# [Tasks to perform]
A – According to the MetaSpore tutorial, what sampling rate was used on the demo dataset?
B – Rewrite the rows starting at the row containing "Please locate the shoreline" and ending at the row containing "Please locate the firework", replacing "instance" with "occurrence" and leaving everything else unchanged.

Train Your First MetaSpore Model

MetaSpore is a machine learning platform, which provides a one-stop solution for data preprocessing, model training and online prediction.

In this article, we introduce the basic API of MetaSpore briefly.

Prepare Data

We use the publicly available dataset Terabyte Click Logs published by CriteoLabs as our demo dataset.

We sample the dataset with sampling rate 0.001 so that the running of the demo can finish quickly. More information about the demo dataset can be found in MetaSpore Demo Dataset.

Execute the following cell to download the demo dataset into the working directory. Those data files take up about 2.1 GiB disk space and the downloading process may take sveral minutes. If the downloading fails, please refer to MetaSpore Demo Dataset and download the dataset manually.

import metaspore
metaspore.demo.download_dataset()

You can check the downloaded dataset by executing the following cell.

# [Source records]
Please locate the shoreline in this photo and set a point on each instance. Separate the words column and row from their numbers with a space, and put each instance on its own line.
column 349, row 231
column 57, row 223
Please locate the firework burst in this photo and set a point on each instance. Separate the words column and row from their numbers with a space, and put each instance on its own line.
--
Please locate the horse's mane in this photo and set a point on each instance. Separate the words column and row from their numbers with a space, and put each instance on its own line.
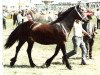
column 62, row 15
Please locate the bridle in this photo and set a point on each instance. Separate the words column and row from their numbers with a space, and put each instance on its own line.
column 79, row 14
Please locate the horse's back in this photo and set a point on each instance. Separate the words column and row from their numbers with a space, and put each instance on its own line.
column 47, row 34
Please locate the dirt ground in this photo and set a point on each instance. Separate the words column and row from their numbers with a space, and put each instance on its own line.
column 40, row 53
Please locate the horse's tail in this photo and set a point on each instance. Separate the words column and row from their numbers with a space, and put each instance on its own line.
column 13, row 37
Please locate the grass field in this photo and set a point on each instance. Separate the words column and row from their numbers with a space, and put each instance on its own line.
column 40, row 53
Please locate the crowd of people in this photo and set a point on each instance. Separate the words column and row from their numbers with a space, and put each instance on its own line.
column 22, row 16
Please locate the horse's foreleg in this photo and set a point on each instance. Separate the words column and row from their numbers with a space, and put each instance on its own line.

# [Answers to the problems]
A – 0.001

B –
Please locate the shoreline in this photo and set a point on each occurrence. Separate the words column and row from their numbers with a space, and put each occurrence on its own line.
column 349, row 231
column 57, row 223
Please locate the firework burst in this photo and set a point on each occurrence. Separate the words column and row from their numbers with a space, and put each occurrence on its own line.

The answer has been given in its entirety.